(Short problem): Rewrite the material starting at the line that contains "Target: blurred grass" and ending at its final line, both ends included. Keep the request lines and scale each coordinate in the answer points by 0.85, rounding to whole numbers with halves going up.

A run of records
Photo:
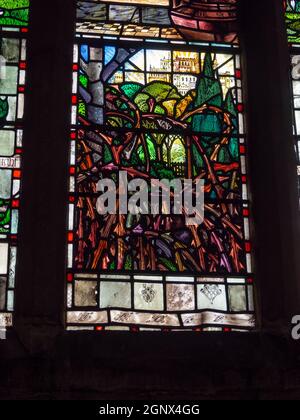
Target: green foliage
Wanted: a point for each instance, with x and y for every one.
(142, 102)
(161, 91)
(83, 80)
(159, 171)
(151, 150)
(130, 89)
(4, 108)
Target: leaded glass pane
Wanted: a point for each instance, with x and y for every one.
(157, 94)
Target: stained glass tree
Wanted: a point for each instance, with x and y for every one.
(157, 95)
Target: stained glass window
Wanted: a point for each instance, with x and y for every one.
(293, 29)
(157, 94)
(13, 30)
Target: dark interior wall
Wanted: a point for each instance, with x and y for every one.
(39, 360)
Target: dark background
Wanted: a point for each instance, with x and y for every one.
(39, 360)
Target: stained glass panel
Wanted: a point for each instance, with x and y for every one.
(157, 94)
(13, 25)
(293, 30)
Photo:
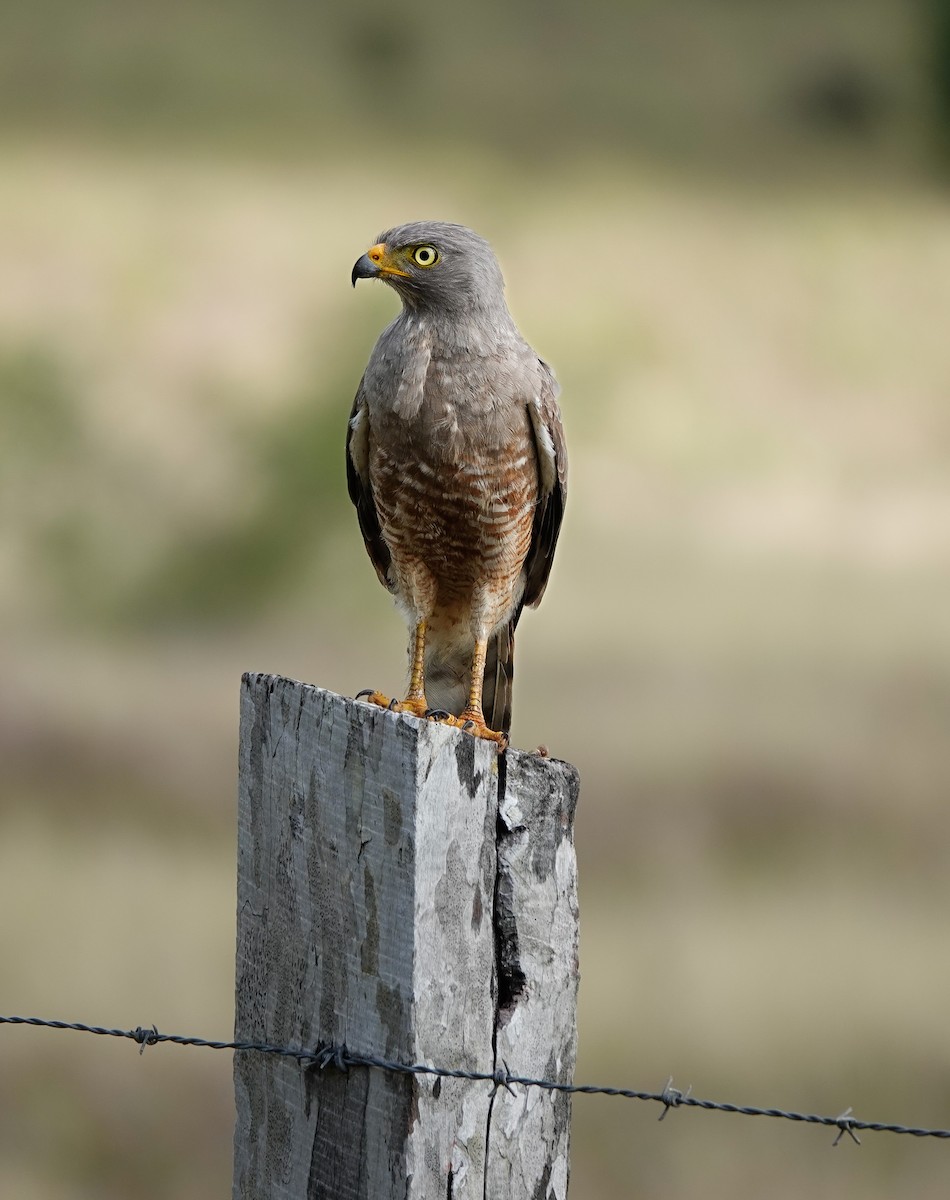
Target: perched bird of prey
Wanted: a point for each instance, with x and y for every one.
(457, 467)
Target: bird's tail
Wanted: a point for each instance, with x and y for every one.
(499, 677)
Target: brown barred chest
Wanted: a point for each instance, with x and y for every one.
(468, 522)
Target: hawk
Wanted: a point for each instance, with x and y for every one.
(457, 467)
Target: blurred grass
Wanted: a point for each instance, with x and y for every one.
(723, 228)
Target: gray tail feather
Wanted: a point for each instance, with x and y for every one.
(499, 677)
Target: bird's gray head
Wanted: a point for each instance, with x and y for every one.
(438, 267)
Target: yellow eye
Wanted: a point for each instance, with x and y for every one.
(425, 256)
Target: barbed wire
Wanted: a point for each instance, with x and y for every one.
(341, 1057)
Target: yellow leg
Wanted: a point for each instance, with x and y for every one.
(473, 718)
(415, 699)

(Task solution):
Target: blurred grass
Wanted: a point for each instance, with x and y for every one.
(615, 194)
Target: gray tail feather
Wanted: a point for each instance, with x and y for every one.
(424, 575)
Target: bird's gray head
Wanted: a point for each instance, with x and y for every one.
(372, 227)
Target: yellow eye
Wanted: a point for each instance, with x and y for every one.
(361, 218)
Target: barbed wire
Wanted: a point for each instance, with x and y for every one.
(290, 898)
Target: yellow leg
Wanted: a point for each instance, with x and y for every one.
(402, 610)
(353, 594)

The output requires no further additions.